**INFORMATION:**
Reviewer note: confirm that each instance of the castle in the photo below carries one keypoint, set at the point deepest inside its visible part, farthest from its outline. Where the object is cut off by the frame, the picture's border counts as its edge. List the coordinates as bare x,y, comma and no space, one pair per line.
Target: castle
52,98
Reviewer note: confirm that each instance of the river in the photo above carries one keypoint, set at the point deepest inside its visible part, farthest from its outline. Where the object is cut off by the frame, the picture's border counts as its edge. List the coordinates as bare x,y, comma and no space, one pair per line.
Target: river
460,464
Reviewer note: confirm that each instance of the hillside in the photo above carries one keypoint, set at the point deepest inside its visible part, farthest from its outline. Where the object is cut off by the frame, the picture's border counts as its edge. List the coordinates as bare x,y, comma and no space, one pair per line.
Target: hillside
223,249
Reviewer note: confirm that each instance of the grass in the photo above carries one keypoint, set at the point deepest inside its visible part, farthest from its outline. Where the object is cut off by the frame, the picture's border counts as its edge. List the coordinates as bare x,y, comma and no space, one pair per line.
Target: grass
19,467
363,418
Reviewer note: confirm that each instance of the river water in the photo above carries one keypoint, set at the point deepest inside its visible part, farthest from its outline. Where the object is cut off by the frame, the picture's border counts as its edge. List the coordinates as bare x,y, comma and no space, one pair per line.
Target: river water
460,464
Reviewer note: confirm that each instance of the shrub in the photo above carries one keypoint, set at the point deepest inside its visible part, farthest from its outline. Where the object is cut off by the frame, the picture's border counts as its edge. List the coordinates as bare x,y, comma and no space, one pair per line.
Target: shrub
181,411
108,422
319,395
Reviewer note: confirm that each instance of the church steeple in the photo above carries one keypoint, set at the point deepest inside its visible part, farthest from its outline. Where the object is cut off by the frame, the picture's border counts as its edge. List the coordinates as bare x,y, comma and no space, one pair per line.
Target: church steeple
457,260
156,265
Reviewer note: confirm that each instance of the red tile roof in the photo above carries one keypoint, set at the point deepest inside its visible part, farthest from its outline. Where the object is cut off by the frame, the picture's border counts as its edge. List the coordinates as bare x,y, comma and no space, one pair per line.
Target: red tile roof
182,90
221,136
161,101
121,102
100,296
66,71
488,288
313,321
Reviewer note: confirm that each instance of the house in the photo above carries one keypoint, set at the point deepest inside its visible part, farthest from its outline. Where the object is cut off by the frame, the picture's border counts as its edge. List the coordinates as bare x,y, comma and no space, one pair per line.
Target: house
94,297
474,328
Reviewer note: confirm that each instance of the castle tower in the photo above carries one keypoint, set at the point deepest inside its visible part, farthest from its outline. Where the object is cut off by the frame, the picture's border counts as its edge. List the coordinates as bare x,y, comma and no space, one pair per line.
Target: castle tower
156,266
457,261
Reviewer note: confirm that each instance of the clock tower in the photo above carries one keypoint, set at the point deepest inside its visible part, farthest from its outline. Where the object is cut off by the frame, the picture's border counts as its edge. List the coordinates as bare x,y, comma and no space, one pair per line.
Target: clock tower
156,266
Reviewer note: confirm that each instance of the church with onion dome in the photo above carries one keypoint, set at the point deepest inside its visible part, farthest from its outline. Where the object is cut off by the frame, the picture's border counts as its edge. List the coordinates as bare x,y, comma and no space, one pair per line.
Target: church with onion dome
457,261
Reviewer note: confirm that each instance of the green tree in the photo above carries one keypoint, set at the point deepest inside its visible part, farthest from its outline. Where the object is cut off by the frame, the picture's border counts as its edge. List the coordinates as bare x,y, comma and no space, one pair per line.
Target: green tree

**TASK DESCRIPTION:** Starting at the line that contains "Target: castle tower", reproduce each line through the end of the records exactly, both ends included.

**WRITTEN REPLY:**
Target: castle tower
156,266
457,261
Reviewer note: confirm that each instance of the clock tower in the photo above carries one keypoint, set at the point deepest inside its visible part, farthest from its outline. Where the object is cut off by the frame, the picture's border counts as its edge. List the coordinates as bare x,y, comma and no space, one pair per line.
Target: clock tower
156,266
Reviewer note: confirm that each instance of the church with onion dome in the photo above carries one keypoint, set at the point deepest inside its visible part, farthest from its outline. Where the object is cut off by the frame, the picture's border counts as its edge. List the coordinates as bare x,y, comma and no space, one pair per line.
Target: church with onion dome
457,261
Reviewer note: confirm that each instance of the green tree in the photo above carries one keypoint, set at the point deepest inside its visible part, farthest from its outline. Where the object is cut off by the frame, the picture's border counts as its edge. List the coordinates as bare x,y, comma and no space, one pair per line.
Target: green tree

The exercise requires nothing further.